• **Selected text**
In 1970 the pre-eminent Japanese IC companies were Hitachi, NEC and Mitsubishi. Toshiba was an also-ran. That year, Toshiba sent two engineers, one of which was Tsuyoshi Kawanishi, later to become a famous CEO of Toshiba Semiconductor, to meet  Sharp's most famous executive, Tadashi Sasaki.

 

 

Sasaki, an academic as well as an industrialist, was a legend in the Japanese technology industry with an energy and intellectual fizz that had earned him the nickname 'Dr Rocket'. He told Kawanishi to go for CMOS manufacturing.

 

Sasaki was not being altruistic. His vision for Sharp was that it should make portable products. It then made calculators. Only CMOS circuitry would get Sharp to being able to manufacture a portable calculator, and he needed a source of CMOS ICs.

 

Toshiba struggled to make CMOS chips. "The yield was very low", said Kawanishi about the early efforts. But gradually Toshiba mastered the art and, by the mid-80s, had the finest CMOS process in the world.

• **Data**
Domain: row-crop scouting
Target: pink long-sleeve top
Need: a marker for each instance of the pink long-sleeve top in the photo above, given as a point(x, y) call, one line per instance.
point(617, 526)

• **What you need to do**
• a. In the passage on Toshiba and CMOS chips, translate this sentence into Spanish: "He told Kawanishi to go for CMOS manufacturing."
• b. In the passage on Toshiba and CMOS chips, what nickname had Tadashi Sasaki earned?
• c. Continue the passage on Toshiba and CMOS chips, starting after its final sentence.

• **Responses by task**
• a. Le dijo a Kawanishi que apostara por la fabricación de CMOS.

• b. 'Dr Rocket'

• c.
 

Fortunately for Toshiba, at about that time the whole world went CMOS, with CMOS replacing NMOS as the industry's mainstream IC process technology.

 

In the late '80s, Toshiba got a 1Mbit CMOS DRAM into volume production a full six months before anyone else, making a fabulous amount of money in the process.

 

When Siemens Semiconductor ran into trouble in 1985 trying to play catch-up in IC technology, under the EC-backed Megaproject, it turned to Toshiba to solve its problems.

 

The  meeting of Kawanishi and  Sasaki in 1970, laid the foundations for many decades of success in the semiconductor business for Toshiba.